» **GIVEN INSTRUCTION**: Find each line of the material below that includes the string "blurred" and copy it out. The match is case-sensitive.

┄┄┄┄┄┄┄┄┄┄

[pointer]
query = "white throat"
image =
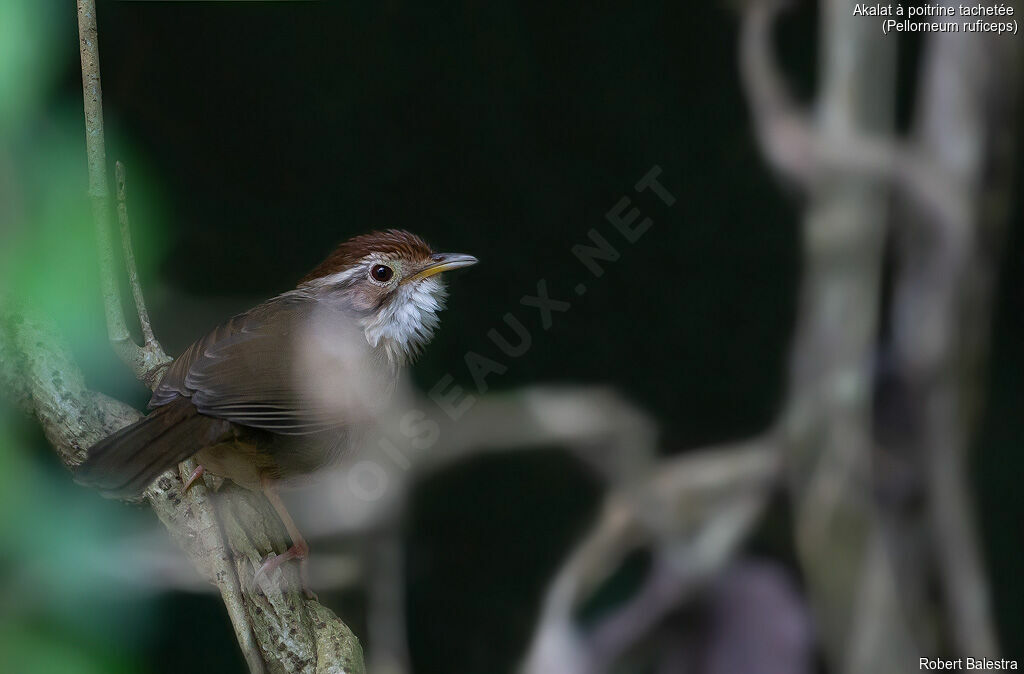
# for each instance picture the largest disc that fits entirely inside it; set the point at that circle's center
(406, 324)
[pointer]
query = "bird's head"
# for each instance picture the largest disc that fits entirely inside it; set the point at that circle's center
(391, 280)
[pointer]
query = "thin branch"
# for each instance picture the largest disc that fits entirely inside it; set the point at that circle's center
(797, 150)
(307, 635)
(967, 121)
(150, 340)
(691, 512)
(144, 363)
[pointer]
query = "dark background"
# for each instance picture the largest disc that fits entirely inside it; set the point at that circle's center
(275, 130)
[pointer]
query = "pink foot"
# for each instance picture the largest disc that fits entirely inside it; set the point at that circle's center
(300, 552)
(200, 469)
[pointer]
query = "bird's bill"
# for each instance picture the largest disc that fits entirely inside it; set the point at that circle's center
(443, 262)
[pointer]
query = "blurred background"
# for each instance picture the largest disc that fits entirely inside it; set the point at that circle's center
(259, 135)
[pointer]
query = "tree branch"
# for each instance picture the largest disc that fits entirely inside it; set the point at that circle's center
(287, 631)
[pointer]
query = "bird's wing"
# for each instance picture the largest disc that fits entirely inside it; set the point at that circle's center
(255, 370)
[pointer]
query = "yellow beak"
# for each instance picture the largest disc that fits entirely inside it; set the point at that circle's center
(442, 262)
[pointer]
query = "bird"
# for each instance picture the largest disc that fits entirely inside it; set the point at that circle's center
(278, 392)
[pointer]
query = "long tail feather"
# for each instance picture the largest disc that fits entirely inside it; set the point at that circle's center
(124, 464)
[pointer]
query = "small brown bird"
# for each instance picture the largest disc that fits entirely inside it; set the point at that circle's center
(287, 387)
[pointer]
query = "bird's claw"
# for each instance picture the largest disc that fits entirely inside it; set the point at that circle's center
(275, 560)
(196, 474)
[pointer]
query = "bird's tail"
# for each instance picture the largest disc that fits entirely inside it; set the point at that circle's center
(124, 464)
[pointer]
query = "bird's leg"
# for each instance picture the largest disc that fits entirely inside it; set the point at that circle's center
(299, 549)
(196, 474)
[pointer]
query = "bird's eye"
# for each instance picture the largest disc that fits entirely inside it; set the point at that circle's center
(381, 272)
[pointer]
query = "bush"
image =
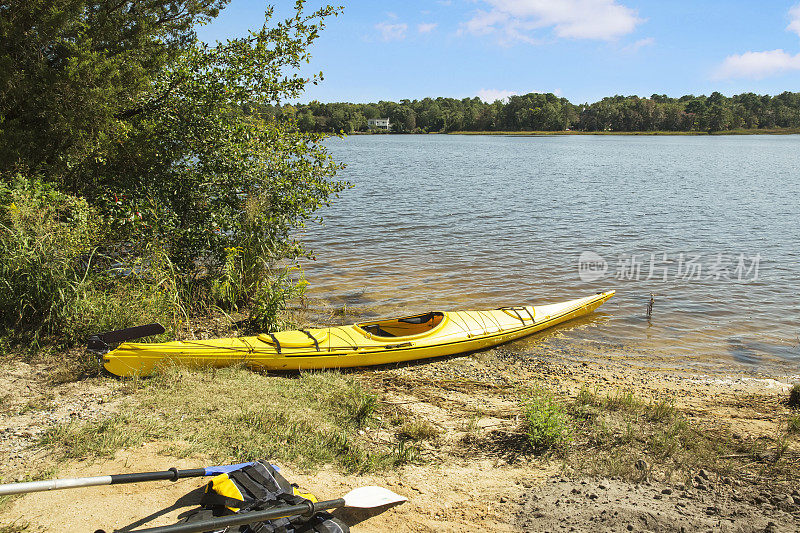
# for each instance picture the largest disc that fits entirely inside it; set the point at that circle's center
(56, 282)
(794, 396)
(546, 423)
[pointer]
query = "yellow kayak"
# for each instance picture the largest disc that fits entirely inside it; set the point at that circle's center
(431, 334)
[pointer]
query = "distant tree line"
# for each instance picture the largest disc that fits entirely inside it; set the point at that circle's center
(548, 112)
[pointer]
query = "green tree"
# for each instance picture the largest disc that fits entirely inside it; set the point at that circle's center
(168, 139)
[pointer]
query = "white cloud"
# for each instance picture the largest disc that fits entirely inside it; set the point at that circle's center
(492, 95)
(426, 27)
(392, 32)
(757, 65)
(515, 20)
(794, 17)
(641, 43)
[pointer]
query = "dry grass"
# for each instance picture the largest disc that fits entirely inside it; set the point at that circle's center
(238, 415)
(621, 435)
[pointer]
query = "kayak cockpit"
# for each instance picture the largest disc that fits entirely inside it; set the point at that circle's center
(404, 327)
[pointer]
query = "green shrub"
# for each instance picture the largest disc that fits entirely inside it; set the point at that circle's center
(55, 281)
(793, 424)
(794, 396)
(546, 423)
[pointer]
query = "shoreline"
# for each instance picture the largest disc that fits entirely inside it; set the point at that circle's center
(472, 471)
(774, 131)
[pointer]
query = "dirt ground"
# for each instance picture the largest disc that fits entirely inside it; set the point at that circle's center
(454, 487)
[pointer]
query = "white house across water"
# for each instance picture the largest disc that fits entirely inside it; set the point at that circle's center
(378, 123)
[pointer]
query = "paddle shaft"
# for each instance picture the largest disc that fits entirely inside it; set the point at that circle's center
(173, 474)
(305, 509)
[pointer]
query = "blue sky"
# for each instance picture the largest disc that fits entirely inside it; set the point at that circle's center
(580, 49)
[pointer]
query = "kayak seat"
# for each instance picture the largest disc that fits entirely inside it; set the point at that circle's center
(296, 339)
(404, 327)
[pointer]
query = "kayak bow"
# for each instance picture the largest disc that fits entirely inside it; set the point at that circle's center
(431, 334)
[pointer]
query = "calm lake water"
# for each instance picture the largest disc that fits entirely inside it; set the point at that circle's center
(710, 225)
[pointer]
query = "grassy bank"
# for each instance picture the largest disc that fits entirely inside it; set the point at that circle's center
(493, 423)
(741, 131)
(238, 415)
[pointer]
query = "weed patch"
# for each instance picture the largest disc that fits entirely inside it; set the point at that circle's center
(794, 396)
(546, 423)
(237, 415)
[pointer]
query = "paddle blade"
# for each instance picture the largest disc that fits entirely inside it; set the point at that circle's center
(368, 497)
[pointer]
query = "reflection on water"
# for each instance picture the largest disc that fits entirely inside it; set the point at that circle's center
(459, 222)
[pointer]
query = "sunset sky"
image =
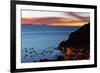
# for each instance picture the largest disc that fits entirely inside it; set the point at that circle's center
(54, 18)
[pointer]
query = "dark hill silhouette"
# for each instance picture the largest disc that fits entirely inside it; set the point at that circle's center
(79, 38)
(77, 47)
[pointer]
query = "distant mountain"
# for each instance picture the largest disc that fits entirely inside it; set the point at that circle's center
(32, 28)
(78, 39)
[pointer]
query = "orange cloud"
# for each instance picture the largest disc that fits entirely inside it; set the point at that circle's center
(54, 21)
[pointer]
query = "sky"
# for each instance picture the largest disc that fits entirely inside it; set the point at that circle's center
(52, 18)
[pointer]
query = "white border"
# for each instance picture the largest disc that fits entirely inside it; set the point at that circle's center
(20, 65)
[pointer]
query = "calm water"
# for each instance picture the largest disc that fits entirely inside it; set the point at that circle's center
(40, 42)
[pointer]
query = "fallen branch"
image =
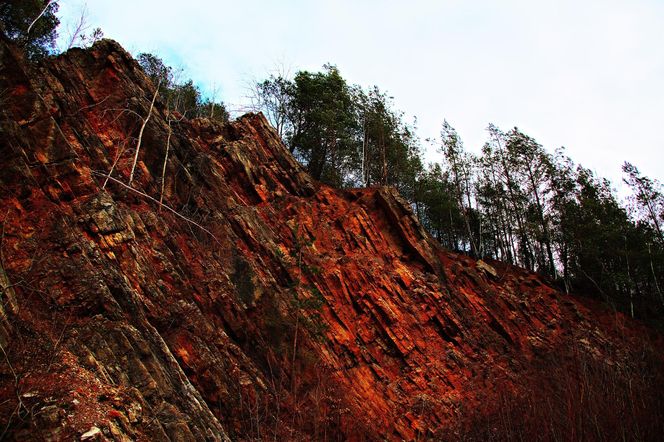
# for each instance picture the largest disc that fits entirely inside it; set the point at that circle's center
(140, 134)
(170, 209)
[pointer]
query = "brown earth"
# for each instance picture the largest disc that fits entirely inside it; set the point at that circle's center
(256, 303)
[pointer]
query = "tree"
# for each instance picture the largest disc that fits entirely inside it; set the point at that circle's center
(31, 24)
(648, 196)
(324, 126)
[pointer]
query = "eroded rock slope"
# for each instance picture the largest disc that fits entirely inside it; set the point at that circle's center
(254, 303)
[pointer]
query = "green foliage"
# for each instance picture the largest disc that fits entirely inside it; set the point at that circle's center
(243, 279)
(343, 135)
(184, 98)
(16, 17)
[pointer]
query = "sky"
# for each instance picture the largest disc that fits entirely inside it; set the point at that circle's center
(587, 75)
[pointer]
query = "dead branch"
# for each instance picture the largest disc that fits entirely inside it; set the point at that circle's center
(170, 209)
(140, 133)
(163, 169)
(48, 3)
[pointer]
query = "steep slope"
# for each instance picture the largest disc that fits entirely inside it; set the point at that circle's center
(255, 303)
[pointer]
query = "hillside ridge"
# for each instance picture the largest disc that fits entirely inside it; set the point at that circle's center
(255, 302)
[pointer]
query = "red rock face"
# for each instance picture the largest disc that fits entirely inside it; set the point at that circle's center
(259, 304)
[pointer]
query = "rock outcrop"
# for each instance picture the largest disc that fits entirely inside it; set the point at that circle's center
(224, 294)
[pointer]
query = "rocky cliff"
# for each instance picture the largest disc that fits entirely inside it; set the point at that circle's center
(224, 294)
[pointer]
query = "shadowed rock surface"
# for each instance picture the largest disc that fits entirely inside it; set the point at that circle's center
(259, 304)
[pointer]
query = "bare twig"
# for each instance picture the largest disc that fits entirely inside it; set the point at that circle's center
(140, 134)
(115, 162)
(48, 3)
(154, 200)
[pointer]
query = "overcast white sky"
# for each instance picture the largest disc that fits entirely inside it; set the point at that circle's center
(587, 75)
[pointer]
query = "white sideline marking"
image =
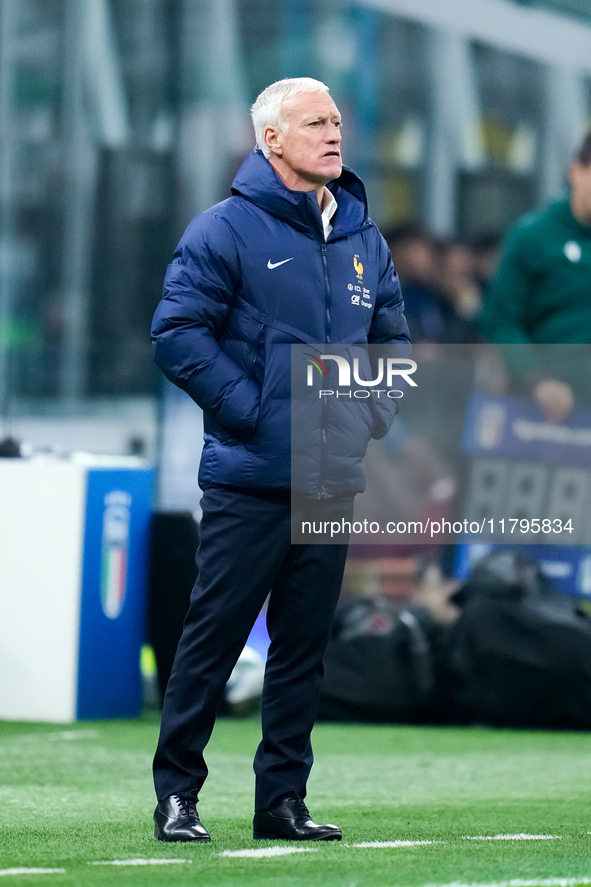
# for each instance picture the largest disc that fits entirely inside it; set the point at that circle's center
(142, 862)
(268, 851)
(70, 735)
(392, 843)
(520, 837)
(540, 882)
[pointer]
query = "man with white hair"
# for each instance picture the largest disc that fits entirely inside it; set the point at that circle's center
(270, 267)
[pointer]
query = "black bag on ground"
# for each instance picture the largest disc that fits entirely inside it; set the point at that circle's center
(520, 653)
(380, 665)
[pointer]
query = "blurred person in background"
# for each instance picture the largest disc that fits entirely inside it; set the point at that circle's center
(271, 266)
(541, 294)
(457, 277)
(426, 311)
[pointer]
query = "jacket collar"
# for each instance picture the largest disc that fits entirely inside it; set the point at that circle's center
(258, 183)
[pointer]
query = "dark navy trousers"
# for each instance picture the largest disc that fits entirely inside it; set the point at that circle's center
(245, 553)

┄┄┄┄┄┄┄┄┄┄

» **PROBLEM SOLUTION**:
query = "blurred background"
query = "blurred person in background"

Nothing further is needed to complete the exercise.